GOALS:
(1) Echo the passage of the comment thread about Purcell from "Purcell to rhyme" up to and including "odes feel like.", copying it word for word.
(2) Decide whether each statement below agrees with the comment thread about Purcell. Answer yes or no for each, and quote the words of the thread that settle it.
(a) Rita first listened to Purcell's work because of a Gerard Manley Hopkins poem.
(b) The Decca recording of the Fairy Queen was conducted by Benjamin Britten.
(c) Noel Paton's The Reconciliation is on show at the National Gallery in London.

GIVEN TEXT:
────────────────────────────────────────
4 thoughts on “England, My England

  1. johngjobling@googlemail.com'
    January 5, 2016 at 14:29

    Controversy abounds regarding the correct pronunciation, is it, as the malty’s declare Persil as in the washing powder or Purr-sell as many others would have us believe. Either way the film is well worth watching for the musik and the apprenticeship of the mega luvvie Callow and as you observe Nige, the rather tasty young Becky who, sadly, has ended up with a walk-on part in the endlessly boring Lewis.
    One of the finest recorded performances of Purcell’s work is the Decca recording by the ECO, conducted by Benjamin Britten, of the Fairy Queen. The original cover was Noel Paton’s Quarrel of Oberon and Titania, an astounding work, on show, with it’s twin, The Reconciliation, at the National gallery of Scotland. During school holidays the kids play
    spot the Puck

  2. ritatull@verizon.net'
    Rita Byrne Tull
    January 8, 2016 at 15:28

    Purcell is my favorite composer but I had never heard of this film. I’ve just ordered it from Amazon! I also love the Gerard Manley Hopkins poem about him (“air of angels”) which is what first led me to listen to his work. I’ve always been confused about the pronunciation. In the Hopkins poem Purcell rhymes with reversal, but I’d love to know how they pronounced it in Purcell’s own time.

  3. nigeandrew@gmail.com'
    January 8, 2016 at 23:00

    Purcell to rhyme with ‘reversal’ (and indeed ‘nursle’!) seems to be correct. Thanks for the Hopkins lead, Rita – I love that ‘colossal smile’, exactly what Purcell’s great odes feel like.

  4. johngjobling@googlemail.com'
    January 11, 2016 at 14:49

    Christmas 1943, Spike Milligan and friends, having organised the battalion concert are given R&R on the Amalfi coast, a treat indeed, even for those troubled times. Visiting Ravello they wander into the Piazza and discover the Duomo, a magnificent building. He describes the occasion thus : “The peace inside was shattering, George Shipman, to our amazement, played three Purcell pieces on the organ, we had no idea that he could play! Neither did he.

    Even allowing for Milligan’s goonery and the fact that he was slowly unraveling, that moment in time was precious in the extreme.
────────────────────────────────────────
RECORDS SHOWN:

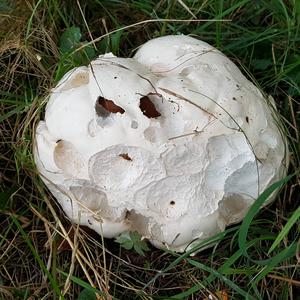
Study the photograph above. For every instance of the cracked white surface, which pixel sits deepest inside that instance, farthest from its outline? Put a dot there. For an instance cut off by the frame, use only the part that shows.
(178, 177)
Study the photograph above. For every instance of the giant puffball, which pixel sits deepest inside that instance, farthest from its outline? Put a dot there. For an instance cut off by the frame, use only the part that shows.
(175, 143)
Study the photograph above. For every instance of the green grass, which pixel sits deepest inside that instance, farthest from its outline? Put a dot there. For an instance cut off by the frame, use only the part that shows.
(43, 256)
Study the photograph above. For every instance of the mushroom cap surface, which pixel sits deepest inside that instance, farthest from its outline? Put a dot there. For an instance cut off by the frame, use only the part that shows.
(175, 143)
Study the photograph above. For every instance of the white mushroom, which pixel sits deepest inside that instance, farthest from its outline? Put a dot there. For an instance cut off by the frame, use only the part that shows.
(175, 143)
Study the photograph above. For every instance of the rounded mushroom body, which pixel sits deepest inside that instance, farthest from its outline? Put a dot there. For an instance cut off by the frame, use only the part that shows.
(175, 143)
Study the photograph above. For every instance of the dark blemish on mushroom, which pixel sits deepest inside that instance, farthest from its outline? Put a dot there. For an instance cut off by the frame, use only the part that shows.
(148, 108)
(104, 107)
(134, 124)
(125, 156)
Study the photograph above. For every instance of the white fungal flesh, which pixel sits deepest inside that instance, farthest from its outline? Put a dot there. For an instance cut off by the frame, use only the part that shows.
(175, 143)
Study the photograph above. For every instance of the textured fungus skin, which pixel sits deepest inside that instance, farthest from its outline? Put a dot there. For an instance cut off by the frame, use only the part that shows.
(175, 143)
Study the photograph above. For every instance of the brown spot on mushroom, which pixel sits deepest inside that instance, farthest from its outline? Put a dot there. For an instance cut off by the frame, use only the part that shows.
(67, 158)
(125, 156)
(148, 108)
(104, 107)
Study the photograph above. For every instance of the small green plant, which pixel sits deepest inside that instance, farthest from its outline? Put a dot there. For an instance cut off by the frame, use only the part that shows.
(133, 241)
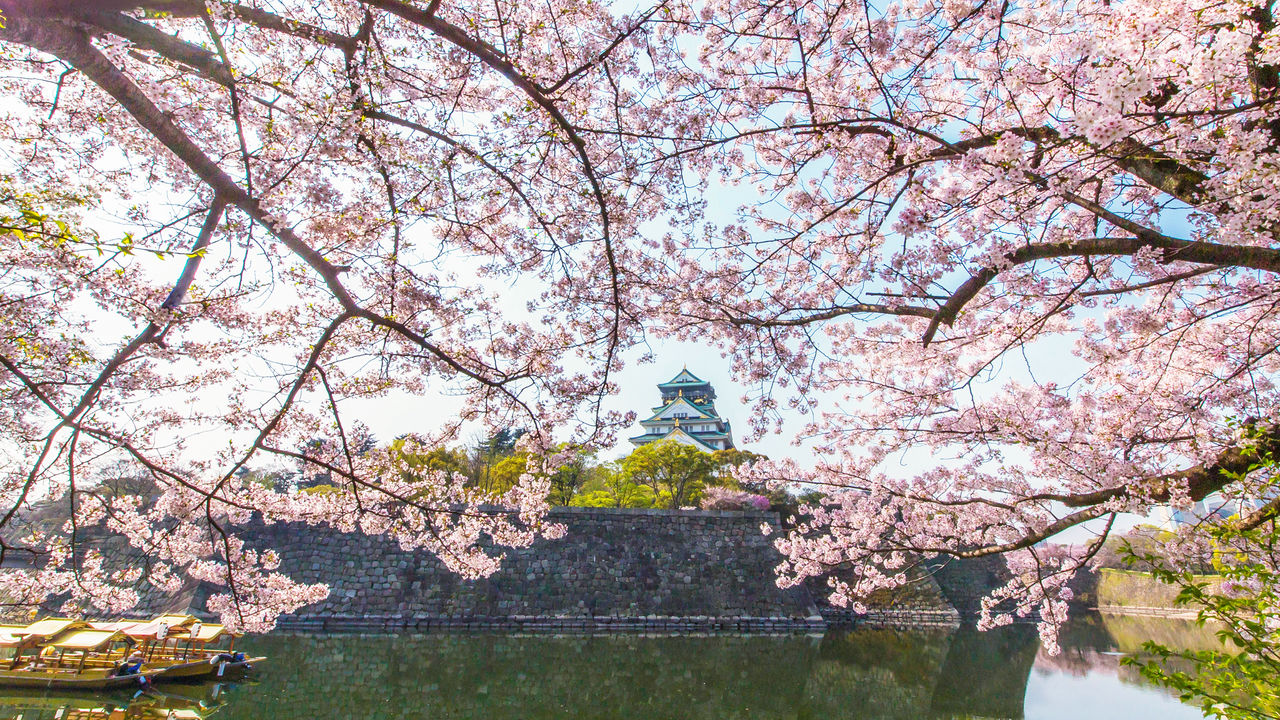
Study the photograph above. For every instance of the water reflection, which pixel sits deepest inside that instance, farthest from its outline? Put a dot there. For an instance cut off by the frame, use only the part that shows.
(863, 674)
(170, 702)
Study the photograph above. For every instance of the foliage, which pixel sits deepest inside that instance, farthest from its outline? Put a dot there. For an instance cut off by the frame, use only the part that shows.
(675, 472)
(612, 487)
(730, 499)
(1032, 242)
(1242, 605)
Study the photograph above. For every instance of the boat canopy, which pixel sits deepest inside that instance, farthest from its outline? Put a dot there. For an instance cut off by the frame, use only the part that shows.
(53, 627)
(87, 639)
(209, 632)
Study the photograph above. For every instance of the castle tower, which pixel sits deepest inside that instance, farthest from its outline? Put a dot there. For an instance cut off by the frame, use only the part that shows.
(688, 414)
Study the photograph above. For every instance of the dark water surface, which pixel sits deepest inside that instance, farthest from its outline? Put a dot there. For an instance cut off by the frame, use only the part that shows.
────────────────────────────────────────
EXERCISE RESPONSES:
(1)
Purcell to rhyme with ‘reversal’ (and indeed ‘nursle’!) seems to be correct. Thanks for the Hopkins lead, Rita – I love that ‘colossal smile’, exactly what Purcell’s great odes feel like.

(2)
(a) Yes: "I also love the Gerard Manley Hopkins poem about him (“air of angels”) which is what first led me to listen to his work."
(b) Yes: "the Decca recording by the ECO, conducted by Benjamin Britten, of the Fairy Queen"
(c) No: "at the National gallery of Scotland"